In Mali sulle rotte dei migranti: un’intervista a Vincenzo Giardina
Sono tanti i giovani che partono dal Mali e intraprendono "la strada della speranza", verso la Libia e poi l'Europa. La maggior parte di loro resta in Europa, alcuni non riescono neanche ad arrivare. Altri ancora, invece, dopo varie vicissitudini tornano indietro, a volte grazie agli aiuti europei per avviare un'attività imprenditoriale. Su queste rotte dei migranti ha viaggiato il giornalista Vincenzo Giardina, che abbiamo intervistato.

++++++++

## COSA SI CHIEDE
1: Trascrivi fedelmente il brano sui migranti del Mali, dalla parte che si apre con le parole contenenti "In Mali sulle" fino a quella che si chiude con "che abbiamo intervistato.".
2: Per favore, prosegui il brano sui migranti del Mali qui sopra, ripartendo subito dopo la sua ultima frase.

## RIGHE DI DATI

++++++++

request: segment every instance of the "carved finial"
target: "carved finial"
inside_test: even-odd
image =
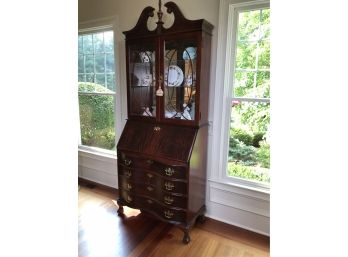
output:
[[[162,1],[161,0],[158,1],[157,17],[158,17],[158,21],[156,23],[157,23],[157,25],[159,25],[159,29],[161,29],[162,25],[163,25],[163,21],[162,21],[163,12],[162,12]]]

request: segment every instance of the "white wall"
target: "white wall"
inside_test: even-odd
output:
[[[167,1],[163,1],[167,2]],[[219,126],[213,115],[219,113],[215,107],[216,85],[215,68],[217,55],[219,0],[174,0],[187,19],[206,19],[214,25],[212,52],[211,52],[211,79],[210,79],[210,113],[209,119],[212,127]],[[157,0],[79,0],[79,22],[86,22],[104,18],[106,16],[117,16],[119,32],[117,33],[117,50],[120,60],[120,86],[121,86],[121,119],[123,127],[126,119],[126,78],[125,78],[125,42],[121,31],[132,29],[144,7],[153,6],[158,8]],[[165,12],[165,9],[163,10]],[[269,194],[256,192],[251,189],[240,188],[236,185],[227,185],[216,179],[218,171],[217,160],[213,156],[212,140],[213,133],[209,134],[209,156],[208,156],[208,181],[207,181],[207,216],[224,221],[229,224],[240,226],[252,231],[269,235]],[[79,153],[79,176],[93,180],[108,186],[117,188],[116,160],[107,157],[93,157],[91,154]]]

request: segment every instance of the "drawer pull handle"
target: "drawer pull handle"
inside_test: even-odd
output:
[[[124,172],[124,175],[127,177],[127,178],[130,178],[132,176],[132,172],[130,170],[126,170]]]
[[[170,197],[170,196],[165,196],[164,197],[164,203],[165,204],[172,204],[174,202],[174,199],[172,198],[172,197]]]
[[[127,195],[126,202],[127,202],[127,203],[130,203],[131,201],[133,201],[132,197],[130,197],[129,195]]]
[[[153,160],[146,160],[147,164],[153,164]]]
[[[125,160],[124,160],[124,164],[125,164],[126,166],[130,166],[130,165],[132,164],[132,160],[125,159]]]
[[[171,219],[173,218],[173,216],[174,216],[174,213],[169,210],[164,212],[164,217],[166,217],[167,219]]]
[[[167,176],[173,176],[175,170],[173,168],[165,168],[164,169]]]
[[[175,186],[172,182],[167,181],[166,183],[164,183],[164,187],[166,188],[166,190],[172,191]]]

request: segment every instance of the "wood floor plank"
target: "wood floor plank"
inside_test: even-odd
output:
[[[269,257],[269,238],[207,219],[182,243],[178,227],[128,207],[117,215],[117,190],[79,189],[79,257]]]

++++++++

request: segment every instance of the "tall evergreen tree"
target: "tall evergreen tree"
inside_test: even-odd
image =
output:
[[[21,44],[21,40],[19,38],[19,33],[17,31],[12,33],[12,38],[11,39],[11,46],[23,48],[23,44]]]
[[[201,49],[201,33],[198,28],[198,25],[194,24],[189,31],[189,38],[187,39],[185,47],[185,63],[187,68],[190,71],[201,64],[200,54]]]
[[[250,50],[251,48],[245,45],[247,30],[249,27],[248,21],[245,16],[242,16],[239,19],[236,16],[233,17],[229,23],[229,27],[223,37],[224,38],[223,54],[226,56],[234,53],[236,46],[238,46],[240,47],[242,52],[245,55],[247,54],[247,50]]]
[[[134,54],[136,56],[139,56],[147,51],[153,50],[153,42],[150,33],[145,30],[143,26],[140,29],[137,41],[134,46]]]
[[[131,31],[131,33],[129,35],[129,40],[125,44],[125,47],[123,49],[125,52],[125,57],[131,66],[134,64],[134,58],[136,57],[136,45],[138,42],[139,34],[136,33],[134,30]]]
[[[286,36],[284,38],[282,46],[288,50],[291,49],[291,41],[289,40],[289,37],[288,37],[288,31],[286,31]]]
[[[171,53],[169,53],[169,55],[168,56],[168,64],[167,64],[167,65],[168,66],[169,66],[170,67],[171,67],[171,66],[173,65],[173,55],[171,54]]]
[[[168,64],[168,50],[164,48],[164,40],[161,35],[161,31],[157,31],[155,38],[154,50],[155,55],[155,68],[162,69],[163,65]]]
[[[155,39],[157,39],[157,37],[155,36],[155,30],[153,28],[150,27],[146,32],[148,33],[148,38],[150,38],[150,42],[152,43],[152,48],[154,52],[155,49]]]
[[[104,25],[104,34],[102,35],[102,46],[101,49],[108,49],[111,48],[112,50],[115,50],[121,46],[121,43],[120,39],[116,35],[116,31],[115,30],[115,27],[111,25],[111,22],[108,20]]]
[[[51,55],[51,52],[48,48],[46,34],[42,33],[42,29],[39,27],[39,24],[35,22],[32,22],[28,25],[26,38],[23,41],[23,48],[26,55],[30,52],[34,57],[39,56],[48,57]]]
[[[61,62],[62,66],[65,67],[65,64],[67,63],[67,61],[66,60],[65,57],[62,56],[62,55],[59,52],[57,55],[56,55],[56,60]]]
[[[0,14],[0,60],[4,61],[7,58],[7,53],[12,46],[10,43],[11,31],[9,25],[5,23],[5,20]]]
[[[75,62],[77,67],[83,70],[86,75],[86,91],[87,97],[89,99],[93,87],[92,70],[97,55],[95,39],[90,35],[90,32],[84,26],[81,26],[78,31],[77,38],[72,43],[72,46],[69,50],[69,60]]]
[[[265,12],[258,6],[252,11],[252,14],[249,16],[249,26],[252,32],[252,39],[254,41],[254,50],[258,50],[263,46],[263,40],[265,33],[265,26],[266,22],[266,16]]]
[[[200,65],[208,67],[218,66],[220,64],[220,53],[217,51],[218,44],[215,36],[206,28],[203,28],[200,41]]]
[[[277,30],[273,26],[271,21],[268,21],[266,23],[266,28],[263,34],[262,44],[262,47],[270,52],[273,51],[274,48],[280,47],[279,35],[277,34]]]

++++++++

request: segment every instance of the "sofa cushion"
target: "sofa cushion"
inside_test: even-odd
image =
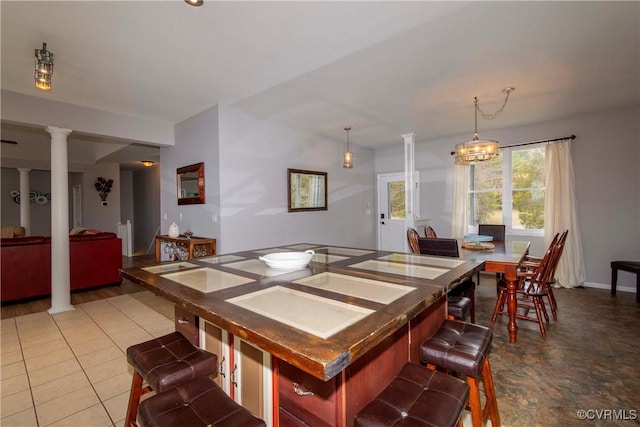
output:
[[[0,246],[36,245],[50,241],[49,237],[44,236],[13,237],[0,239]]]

++++++++

## RISPOSTE
1:
In Mali sulle rotte dei migranti: un’intervista a Vincenzo Giardina
Sono tanti i giovani che partono dal Mali e intraprendono "la strada della speranza", verso la Libia e poi l'Europa. La maggior parte di loro resta in Europa, alcuni non riescono neanche ad arrivare. Altri ancora, invece, dopo varie vicissitudini tornano indietro, a volte grazie agli aiuti europei per avviare un'attività imprenditoriale. Su queste rotte dei migranti ha viaggiato il giornalista Vincenzo Giardina, che abbiamo intervistato.

2:
24 ottobre 2017 - Non è passato molto tempo dal ritorno in Italia di Vincenzo Giardina, giornalista dell’agenzia DIRE che, a giugno scorso, ha viaggiato insieme al fotografo Massimo Perruti fino in Mali, passando da Bamako, la capitale, e poi dirigendosi verso il confine con il Senegal e la Mauritania, percorrendo all’inverso le rotte intraprese dai migranti per arrivare in Libia e poi in Italia. In un interessantissimo articolo uscito su Vanity Fair (pubblicato anche sul suo blog), si racconta la storia di Mohammed, giovane maliano che per due volte ha percorso quelle rotte, per tornare infine nel suo Paese ed avviare un’attività di allevamento di mucche attraverso gli aiuti ai rimpatri volontari finanziati dal Fondo asilo migrazione e integrazione (FAMI) dell’Unione Europea. Terra Nuova, insieme ad Iscos e Re.Te ed al capofila GUS, ha seguito questo progetto di rientro in collaborazione con la Cooperazione Italiana.
Per approfondire maggiormente le questioni relative alla situazione attuale in Mali ed alle numerose partenze dal Paese verso il vecchio continente, abbiamo fatto alcune domande a Vincenzo Giardina.
Ormai per il Mali si parla di un conflitto a bassa intensità, costante. Quale situazione socio-politica avete trovato al vostro arrivo?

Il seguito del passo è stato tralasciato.